WHAT THE TASK ASKS:
Every line below that mentions the word "carved" should be copied out.

SUPPLIED INFORMATION:

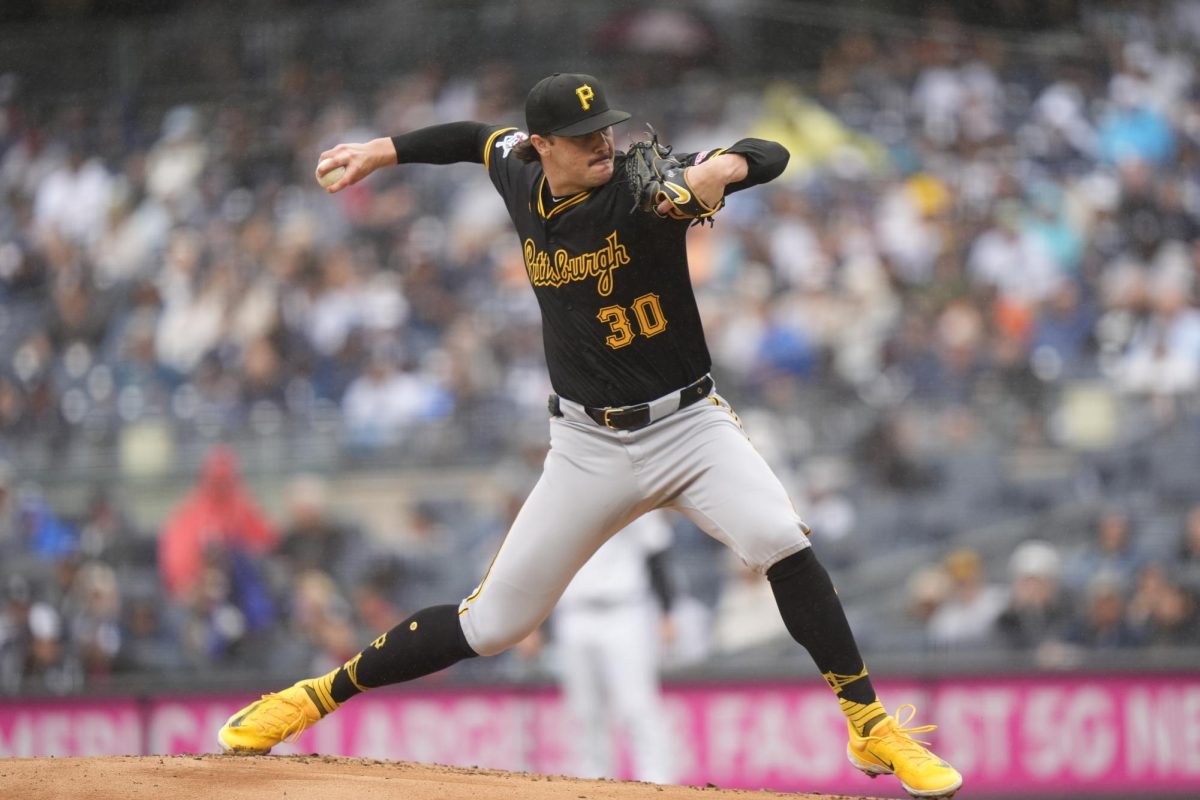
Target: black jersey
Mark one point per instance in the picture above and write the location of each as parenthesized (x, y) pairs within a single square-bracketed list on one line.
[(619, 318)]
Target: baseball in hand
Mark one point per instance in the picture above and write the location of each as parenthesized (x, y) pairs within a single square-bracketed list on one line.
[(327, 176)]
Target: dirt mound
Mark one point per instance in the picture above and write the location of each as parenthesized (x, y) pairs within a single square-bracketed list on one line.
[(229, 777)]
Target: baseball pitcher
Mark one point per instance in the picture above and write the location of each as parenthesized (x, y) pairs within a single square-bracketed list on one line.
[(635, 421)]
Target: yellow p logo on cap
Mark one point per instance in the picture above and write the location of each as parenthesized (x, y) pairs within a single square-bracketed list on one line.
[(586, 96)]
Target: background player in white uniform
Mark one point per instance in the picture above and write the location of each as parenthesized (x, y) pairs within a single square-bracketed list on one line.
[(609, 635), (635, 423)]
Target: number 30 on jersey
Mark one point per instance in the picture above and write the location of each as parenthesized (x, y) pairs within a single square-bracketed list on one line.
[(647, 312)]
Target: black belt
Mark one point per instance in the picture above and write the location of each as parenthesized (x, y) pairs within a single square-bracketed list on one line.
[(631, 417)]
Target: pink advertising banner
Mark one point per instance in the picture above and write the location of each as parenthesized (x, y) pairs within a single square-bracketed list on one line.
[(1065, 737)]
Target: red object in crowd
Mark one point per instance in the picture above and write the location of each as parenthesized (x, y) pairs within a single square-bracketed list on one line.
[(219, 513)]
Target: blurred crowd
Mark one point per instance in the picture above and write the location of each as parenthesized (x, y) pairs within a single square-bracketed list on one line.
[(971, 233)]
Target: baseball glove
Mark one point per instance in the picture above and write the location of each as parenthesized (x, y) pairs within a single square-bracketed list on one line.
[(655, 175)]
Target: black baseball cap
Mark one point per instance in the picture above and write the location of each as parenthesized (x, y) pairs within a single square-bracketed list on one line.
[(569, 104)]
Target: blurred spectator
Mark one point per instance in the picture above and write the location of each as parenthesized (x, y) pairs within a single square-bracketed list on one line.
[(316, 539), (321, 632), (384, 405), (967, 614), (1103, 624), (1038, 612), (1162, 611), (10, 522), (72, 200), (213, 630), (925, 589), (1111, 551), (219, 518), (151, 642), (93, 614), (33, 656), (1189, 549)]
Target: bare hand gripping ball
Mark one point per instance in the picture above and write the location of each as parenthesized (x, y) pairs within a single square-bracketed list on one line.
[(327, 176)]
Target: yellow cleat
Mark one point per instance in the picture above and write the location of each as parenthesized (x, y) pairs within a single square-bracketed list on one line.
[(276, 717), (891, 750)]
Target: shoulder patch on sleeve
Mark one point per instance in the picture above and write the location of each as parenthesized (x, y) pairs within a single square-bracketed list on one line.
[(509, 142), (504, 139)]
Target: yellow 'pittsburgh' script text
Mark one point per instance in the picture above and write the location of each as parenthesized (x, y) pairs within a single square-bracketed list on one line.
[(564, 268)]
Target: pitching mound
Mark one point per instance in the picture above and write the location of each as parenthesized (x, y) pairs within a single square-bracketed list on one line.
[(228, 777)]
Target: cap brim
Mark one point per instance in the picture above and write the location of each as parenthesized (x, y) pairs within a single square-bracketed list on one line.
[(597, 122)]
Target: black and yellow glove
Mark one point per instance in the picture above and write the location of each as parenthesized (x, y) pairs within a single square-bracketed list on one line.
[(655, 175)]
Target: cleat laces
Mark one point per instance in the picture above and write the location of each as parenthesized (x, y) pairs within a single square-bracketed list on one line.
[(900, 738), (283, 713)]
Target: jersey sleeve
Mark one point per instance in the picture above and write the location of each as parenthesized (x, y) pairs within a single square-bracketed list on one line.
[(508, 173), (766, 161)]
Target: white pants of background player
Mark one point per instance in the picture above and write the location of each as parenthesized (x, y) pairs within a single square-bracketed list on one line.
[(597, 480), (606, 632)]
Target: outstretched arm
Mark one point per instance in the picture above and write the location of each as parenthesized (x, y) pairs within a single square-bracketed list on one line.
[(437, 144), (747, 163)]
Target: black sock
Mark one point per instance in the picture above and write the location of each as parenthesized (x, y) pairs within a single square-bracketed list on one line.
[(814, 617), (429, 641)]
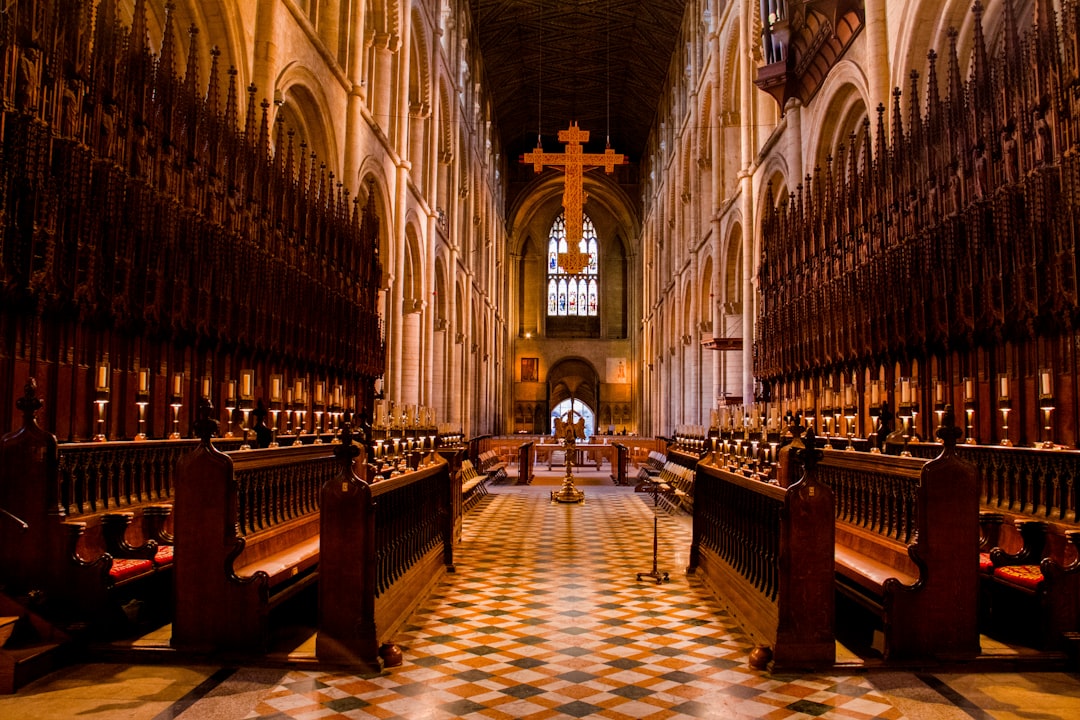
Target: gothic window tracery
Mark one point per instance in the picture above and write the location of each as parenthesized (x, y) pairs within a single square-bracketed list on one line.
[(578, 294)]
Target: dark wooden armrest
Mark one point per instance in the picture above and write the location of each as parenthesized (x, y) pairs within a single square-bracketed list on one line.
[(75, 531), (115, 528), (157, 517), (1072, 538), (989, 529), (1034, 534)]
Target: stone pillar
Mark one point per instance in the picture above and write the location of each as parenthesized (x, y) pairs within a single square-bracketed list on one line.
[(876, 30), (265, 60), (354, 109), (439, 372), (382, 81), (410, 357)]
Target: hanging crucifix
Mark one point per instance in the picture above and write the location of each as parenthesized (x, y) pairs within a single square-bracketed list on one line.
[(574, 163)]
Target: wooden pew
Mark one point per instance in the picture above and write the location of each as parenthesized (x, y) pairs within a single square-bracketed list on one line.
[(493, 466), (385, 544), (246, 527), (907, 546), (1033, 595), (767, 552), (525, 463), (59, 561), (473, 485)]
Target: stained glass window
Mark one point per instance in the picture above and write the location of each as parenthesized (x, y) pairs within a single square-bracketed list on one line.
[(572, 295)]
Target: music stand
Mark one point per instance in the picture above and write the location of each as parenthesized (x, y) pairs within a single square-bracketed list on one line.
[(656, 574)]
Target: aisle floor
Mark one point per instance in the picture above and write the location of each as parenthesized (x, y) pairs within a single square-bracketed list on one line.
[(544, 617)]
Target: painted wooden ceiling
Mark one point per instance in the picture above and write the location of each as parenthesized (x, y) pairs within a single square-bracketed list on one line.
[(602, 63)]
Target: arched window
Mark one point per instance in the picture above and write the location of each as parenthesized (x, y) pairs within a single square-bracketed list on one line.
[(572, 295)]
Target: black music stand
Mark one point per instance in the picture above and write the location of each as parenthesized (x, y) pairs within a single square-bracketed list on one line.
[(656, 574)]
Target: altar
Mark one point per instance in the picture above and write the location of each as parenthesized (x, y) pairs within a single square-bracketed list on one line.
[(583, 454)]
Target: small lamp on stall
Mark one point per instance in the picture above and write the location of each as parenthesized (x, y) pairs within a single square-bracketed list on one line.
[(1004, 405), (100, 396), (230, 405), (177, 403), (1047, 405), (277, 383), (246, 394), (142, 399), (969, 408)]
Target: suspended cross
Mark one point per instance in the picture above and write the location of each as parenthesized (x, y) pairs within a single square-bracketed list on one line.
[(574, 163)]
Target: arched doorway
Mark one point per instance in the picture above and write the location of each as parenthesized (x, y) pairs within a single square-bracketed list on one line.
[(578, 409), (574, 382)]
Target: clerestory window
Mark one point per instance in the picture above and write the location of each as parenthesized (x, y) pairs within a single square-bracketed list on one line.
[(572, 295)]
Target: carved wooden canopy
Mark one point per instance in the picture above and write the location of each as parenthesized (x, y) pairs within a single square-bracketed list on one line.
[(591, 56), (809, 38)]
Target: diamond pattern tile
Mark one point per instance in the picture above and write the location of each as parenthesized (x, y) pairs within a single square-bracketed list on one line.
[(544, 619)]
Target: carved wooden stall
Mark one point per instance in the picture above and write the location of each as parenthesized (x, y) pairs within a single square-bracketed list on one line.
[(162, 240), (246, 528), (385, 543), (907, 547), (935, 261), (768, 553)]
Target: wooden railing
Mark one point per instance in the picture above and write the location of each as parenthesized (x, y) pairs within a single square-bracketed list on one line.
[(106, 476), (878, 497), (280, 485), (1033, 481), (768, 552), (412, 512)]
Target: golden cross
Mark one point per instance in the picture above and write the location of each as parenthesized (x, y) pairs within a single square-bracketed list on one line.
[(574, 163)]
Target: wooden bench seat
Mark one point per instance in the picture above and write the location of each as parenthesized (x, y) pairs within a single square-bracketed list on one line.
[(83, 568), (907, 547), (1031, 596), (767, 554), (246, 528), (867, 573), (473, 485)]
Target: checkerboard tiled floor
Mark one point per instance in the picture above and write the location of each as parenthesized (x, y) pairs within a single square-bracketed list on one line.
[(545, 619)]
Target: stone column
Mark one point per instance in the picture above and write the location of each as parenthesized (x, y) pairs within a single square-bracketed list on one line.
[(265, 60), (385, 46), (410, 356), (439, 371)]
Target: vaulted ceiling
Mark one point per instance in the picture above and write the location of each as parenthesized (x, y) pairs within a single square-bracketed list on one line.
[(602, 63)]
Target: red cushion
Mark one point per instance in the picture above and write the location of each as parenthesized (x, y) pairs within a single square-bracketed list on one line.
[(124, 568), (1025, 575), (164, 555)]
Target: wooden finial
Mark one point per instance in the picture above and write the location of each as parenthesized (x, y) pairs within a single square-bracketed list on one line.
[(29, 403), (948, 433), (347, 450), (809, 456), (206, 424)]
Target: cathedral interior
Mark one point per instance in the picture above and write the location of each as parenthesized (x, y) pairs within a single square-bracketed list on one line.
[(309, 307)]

RESPONSE TO THIS TASK:
Target: carved wooden canopy
Target: carved wooden stall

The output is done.